* _Required work_:
Exact copies of all the lines below are required, with the pictures omitted.

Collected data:
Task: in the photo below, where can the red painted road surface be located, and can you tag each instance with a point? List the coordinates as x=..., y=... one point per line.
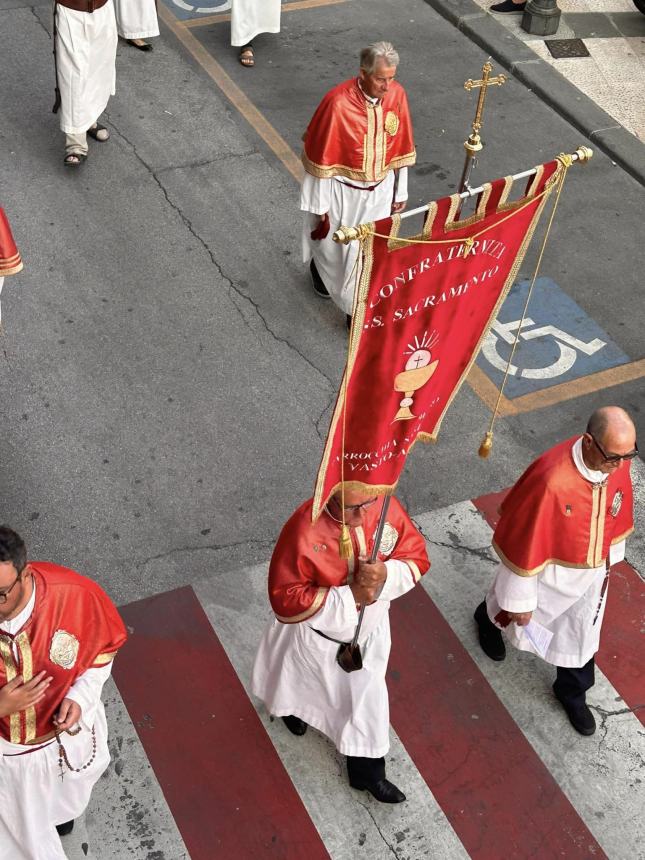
x=621, y=642
x=226, y=787
x=232, y=798
x=500, y=799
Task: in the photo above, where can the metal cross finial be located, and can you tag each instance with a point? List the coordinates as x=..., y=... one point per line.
x=483, y=84
x=474, y=143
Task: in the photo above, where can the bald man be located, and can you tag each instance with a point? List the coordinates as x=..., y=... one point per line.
x=562, y=526
x=315, y=596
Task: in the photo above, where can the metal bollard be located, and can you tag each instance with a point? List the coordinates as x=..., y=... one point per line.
x=541, y=17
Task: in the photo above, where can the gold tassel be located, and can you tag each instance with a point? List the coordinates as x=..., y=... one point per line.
x=345, y=542
x=486, y=445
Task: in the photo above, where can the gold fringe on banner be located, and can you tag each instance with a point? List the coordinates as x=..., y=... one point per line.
x=487, y=442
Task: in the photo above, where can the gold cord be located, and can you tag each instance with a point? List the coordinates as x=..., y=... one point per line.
x=487, y=443
x=345, y=541
x=468, y=240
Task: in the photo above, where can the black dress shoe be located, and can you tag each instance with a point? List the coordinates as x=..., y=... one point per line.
x=508, y=6
x=490, y=638
x=580, y=717
x=317, y=282
x=295, y=725
x=382, y=790
x=146, y=46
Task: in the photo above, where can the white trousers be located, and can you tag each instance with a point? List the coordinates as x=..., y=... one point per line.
x=85, y=54
x=251, y=17
x=34, y=799
x=136, y=19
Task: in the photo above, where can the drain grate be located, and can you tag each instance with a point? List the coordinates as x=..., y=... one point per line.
x=563, y=49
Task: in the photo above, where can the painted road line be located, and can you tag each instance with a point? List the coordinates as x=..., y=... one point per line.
x=481, y=384
x=494, y=789
x=599, y=775
x=224, y=783
x=234, y=94
x=621, y=644
x=557, y=341
x=295, y=6
x=352, y=824
x=127, y=815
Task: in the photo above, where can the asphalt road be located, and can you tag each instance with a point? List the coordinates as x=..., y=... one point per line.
x=166, y=371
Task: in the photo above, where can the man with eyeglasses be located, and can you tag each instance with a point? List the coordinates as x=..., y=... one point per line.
x=562, y=526
x=315, y=595
x=59, y=633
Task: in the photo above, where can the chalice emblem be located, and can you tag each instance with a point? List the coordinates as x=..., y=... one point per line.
x=418, y=370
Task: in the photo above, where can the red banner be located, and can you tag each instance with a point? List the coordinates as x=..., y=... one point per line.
x=421, y=311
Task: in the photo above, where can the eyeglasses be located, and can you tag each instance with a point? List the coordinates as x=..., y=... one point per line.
x=363, y=505
x=4, y=594
x=614, y=458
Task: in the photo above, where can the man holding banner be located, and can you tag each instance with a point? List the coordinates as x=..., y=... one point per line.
x=357, y=149
x=315, y=594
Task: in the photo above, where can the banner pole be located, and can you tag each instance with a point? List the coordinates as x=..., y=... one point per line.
x=344, y=235
x=372, y=559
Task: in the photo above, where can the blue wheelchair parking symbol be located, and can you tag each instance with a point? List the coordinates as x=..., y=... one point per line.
x=558, y=342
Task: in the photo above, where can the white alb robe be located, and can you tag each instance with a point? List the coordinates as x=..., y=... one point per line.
x=85, y=56
x=295, y=670
x=347, y=207
x=249, y=18
x=33, y=798
x=136, y=19
x=562, y=599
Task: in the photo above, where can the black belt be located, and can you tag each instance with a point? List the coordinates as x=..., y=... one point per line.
x=331, y=638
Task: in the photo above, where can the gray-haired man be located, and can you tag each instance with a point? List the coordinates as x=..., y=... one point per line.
x=357, y=148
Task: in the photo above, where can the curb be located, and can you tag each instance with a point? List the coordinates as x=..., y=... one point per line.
x=547, y=83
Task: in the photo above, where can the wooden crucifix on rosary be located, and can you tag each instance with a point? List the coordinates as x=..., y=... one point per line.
x=474, y=143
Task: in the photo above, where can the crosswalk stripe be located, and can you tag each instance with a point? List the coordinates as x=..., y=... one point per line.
x=599, y=775
x=621, y=643
x=351, y=823
x=225, y=785
x=485, y=755
x=492, y=786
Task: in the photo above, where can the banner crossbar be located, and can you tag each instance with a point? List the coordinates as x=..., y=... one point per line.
x=345, y=235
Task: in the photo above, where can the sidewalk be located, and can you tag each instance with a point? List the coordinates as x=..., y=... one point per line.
x=601, y=94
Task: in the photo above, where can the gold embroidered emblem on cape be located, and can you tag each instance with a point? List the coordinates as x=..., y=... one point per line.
x=63, y=650
x=388, y=539
x=391, y=123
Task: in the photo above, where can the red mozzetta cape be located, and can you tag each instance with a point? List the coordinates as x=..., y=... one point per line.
x=74, y=626
x=553, y=515
x=349, y=136
x=10, y=262
x=306, y=561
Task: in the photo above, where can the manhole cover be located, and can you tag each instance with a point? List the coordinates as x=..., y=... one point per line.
x=562, y=49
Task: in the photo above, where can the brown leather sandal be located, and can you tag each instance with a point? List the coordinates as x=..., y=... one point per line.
x=246, y=56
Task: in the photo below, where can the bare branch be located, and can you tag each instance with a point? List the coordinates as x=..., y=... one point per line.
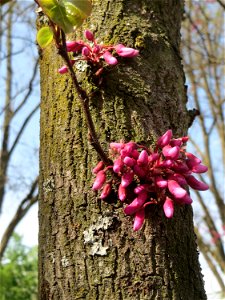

* _Solution to this problem_:
Task: in the photo below, where can the red painted road surface be located, and can you tag each instance with a point? List the coordinates as x=..., y=... one point per line.
x=621, y=642
x=226, y=787
x=232, y=798
x=500, y=799
Task: in the photo above, where can the metal cross finial be located, and can you tag each instance with a point? List the coordinates as x=..., y=... one point per line.
x=483, y=84
x=474, y=143
Task: in the photo above, where can the bald man be located, and can you tag each instance with a point? List the coordinates as x=..., y=... one point per line.
x=562, y=526
x=315, y=596
Task: in the photo above, where can the metal bollard be located, and can you tag each instance with a point? List the coordinates as x=..., y=... one point per line.
x=541, y=17
Task: in the photo above, where can the gold tassel be located, and can you tag each instance with a point? List the coordinates as x=..., y=... one point per line.
x=345, y=542
x=486, y=445
Task: in the photo above, where can the gold fringe on banner be located, and can you tag each instance with a point? List the coordinates as x=..., y=... one point per line.
x=487, y=442
Task: in the photo above, where can the gold cord be located, and can you tag each instance with a point? List the coordinates as x=..., y=... one point per line.
x=487, y=443
x=345, y=541
x=468, y=240
Task: in the photo above, where can the black dress shoe be located, and can you tag each instance with a point? List the coordinates as x=..., y=... one point per line.
x=508, y=6
x=490, y=638
x=580, y=717
x=317, y=282
x=295, y=725
x=382, y=790
x=146, y=46
Task: in the photo above, where can the white trousers be located, and can you tag each instance with a point? List the coordinates as x=..., y=... one point per line.
x=85, y=54
x=251, y=17
x=34, y=799
x=136, y=19
Task: in the photo above, where can the drain grate be located, and can you tag each instance with a point? List the coordinates as x=..., y=... one point per line.
x=563, y=49
Task: in the photo above, where can the painted road line be located, and can you tag each instance with a point? List the coordinates as x=..., y=... one point per line.
x=481, y=384
x=494, y=789
x=599, y=775
x=224, y=783
x=234, y=94
x=621, y=644
x=557, y=341
x=295, y=6
x=352, y=824
x=127, y=815
Task: in the photo above, where can the asphalt road be located, and can you tag each instance with a point? List the coordinates as x=..., y=... one point per line.
x=166, y=371
Task: in the photo above, where can the man with eyeglasses be located, and can you tag each instance with a point? List the coordinates as x=..., y=... one point per line.
x=562, y=526
x=315, y=595
x=59, y=633
Task: in the photo above, where can the chalice emblem be located, and can you tag each instance with a point? List the coordinates as x=..., y=... one point per line.
x=418, y=370
Task: in the photo above, where can the red banner be located, and can you tag each instance with a point? List the coordinates as x=..., y=... one point per line.
x=421, y=311
Task: in the photo above, where can the eyeglasses be located, and can you tag each instance with a point? List the coordinates as x=..., y=... one point per line.
x=363, y=505
x=4, y=594
x=614, y=458
Task: in the photo above, where can the man holding banner be located, and can you tag each instance with a point? List the coordinates as x=..., y=... one point per line.
x=357, y=149
x=315, y=594
Task: in the photo above, where can the banner pole be located, and can you tag each instance with a point? List the coordinates as x=..., y=... one point per line.
x=344, y=235
x=372, y=559
Task: in the photo above, where can the blue wheelchair parking symbol be located, and can you tag each instance with a point? List the coordinates as x=..., y=... one point per line.
x=558, y=342
Task: in the photo above, where can the white alb robe be located, and can you tag each instance with a point? List the coordinates as x=..., y=... one point per line.
x=85, y=56
x=295, y=670
x=347, y=207
x=249, y=18
x=33, y=798
x=136, y=19
x=562, y=599
Task: in the photo above, where can the black belt be located, and can you tag each instance with a point? List the coordinates as x=..., y=... one point per line.
x=331, y=638
Task: in the photo above, where can the gray-haired man be located, and can you tag each instance with a point? List the coordinates as x=..., y=... one point per line.
x=357, y=148
Task: in the photo above, where can the curb be located, and can you tag each instance with a point? List the coordinates as x=..., y=... one point per line.
x=547, y=83
Task: in the photo above, where can the wooden crucifix on rosary be located, and can you tag each instance with a point? List the coordinates as x=..., y=... one point per line.
x=474, y=143
Task: in the photo above, where can the crosswalk stripe be located, and can you tag each instance with a point? List the coordinates as x=..., y=... one point per line.
x=599, y=775
x=621, y=643
x=351, y=823
x=225, y=785
x=485, y=755
x=492, y=786
Task: in the photo above, where can the banner crossbar be located, and can you tag each instance with a point? List the coordinates as x=..., y=... one point per line.
x=345, y=235
Task: in the photo above, where can the sidewalk be located, and can you tag each instance with a point? List the coordinates as x=..., y=... one point per line.
x=601, y=94
Task: in the photo above, where can the gold embroidered emblem on cape be located, and can you tag each instance with a point? List the coordinates as x=..., y=... one point per line.
x=63, y=650
x=388, y=539
x=391, y=123
Task: in the photo above, where can the red mozzetta cape be located, and can you tag each instance with a point? List the coordinates as x=..., y=... one point per line.
x=74, y=626
x=553, y=515
x=349, y=136
x=10, y=262
x=306, y=561
Task: in the photo above, where can the manhole cover be located, and can you tag each instance with a point? List the coordinates as x=..., y=... one point per line.
x=562, y=49
Task: in the photo above, where can the brown leather sandal be located, and can you tag each instance with a point? List the coordinates as x=..., y=... one point per line.
x=246, y=56
Task: in the photo below, where can the bare branch be located, and can you tag each instance with a point? List the coordinates as x=..., y=... one point per line.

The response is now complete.